Please format every line of the listing below as a numbered list, omitting blank lines. Leave the pictures out of your answer.

Pointing records for named objects
------------------------------------------------------------------------

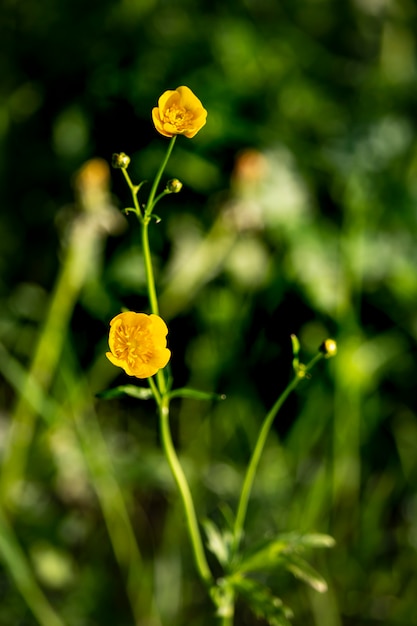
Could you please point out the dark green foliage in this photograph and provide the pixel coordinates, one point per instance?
(297, 215)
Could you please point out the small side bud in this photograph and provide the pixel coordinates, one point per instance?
(174, 185)
(120, 161)
(328, 348)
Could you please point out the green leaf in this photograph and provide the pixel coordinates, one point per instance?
(303, 571)
(275, 552)
(141, 393)
(268, 557)
(262, 602)
(312, 540)
(217, 542)
(186, 392)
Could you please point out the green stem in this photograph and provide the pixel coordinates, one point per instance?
(150, 279)
(257, 452)
(187, 501)
(151, 203)
(134, 191)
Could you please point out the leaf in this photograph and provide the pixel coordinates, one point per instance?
(217, 542)
(268, 557)
(262, 602)
(275, 552)
(186, 392)
(141, 393)
(303, 571)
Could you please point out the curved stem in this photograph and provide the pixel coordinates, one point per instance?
(150, 279)
(257, 452)
(187, 501)
(150, 203)
(134, 191)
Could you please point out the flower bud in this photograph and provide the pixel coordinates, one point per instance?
(328, 348)
(120, 161)
(174, 185)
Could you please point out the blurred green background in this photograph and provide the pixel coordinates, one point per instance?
(298, 215)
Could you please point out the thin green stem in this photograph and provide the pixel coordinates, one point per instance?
(187, 501)
(153, 300)
(155, 391)
(134, 191)
(151, 200)
(257, 452)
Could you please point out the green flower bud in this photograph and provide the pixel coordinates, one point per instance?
(174, 185)
(120, 161)
(328, 348)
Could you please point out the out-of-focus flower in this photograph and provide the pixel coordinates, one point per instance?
(179, 112)
(329, 348)
(138, 343)
(120, 160)
(174, 185)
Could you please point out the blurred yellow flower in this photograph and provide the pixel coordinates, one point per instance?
(179, 112)
(138, 343)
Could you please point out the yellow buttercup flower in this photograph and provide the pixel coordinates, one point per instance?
(179, 112)
(138, 343)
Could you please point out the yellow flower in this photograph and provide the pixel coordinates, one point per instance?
(179, 112)
(138, 343)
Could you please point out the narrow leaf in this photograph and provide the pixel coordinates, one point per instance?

------------------------------------------------------------------------

CORRECT RESULT:
1. Could you please point out the dark green foliage in this photograph and provide the pixel coordinates, one point per instance?
2. (297, 215)
3. Could you please point out the small side bud in this photograph and provide the pixel coordinates, one point per instance?
4. (174, 185)
5. (120, 161)
6. (328, 348)
7. Could you please point out the green leaf in this photograph and provide the pixel coordinates, one point per instance?
8. (303, 571)
9. (275, 552)
10. (141, 393)
11. (268, 557)
12. (262, 602)
13. (312, 540)
14. (217, 542)
15. (186, 392)
16. Could you please point out the green stem in this photograph and provide the pixel coordinates, one point per instance?
17. (150, 279)
18. (257, 452)
19. (187, 501)
20. (151, 203)
21. (134, 191)
22. Could you please point out the leaf in this photograph and provide the pixel coordinates, one point per instance?
23. (217, 542)
24. (268, 557)
25. (262, 602)
26. (275, 552)
27. (186, 392)
28. (141, 393)
29. (303, 571)
30. Could you please point out the curved stem in this photograph and provide the pixel coordinates, one point per instance?
31. (150, 279)
32. (257, 452)
33. (187, 501)
34. (150, 203)
35. (134, 191)
36. Could you please point out the flower bud in this photograph and provide the pixel coordinates, one point per instance?
37. (328, 348)
38. (120, 161)
39. (174, 185)
40. Could you please point out the blurred green background in this photograph and provide the pixel coordinates, one point per instance?
41. (298, 215)
42. Could you please point out the thin green stem in this photograph and provide the pixel coordinates, one point per instance?
43. (187, 501)
44. (153, 300)
45. (155, 391)
46. (134, 191)
47. (151, 200)
48. (257, 452)
49. Could you please point out the green flower bud in this photograph and provide the pixel coordinates, one point per instance?
50. (174, 185)
51. (120, 161)
52. (328, 348)
53. Could you please point out the out-of-focus flower in this photograph and provide the pixel coordinates, one point per instance?
54. (179, 112)
55. (329, 348)
56. (138, 343)
57. (120, 160)
58. (174, 185)
59. Could you please point out the blurred yellow flower in this photograph and provide the pixel coordinates, one point per instance?
60. (179, 112)
61. (138, 343)
62. Could you please point out the yellow buttercup flower in this photograph and provide the pixel coordinates, one point per instance?
63. (179, 112)
64. (138, 343)
65. Could you please point out the yellow flower in this photograph and provide the pixel coordinates, one point per instance?
66. (179, 112)
67. (138, 343)
68. Could you please point out the narrow leaf in this photograph and provide the pixel coordinates, one point per instance?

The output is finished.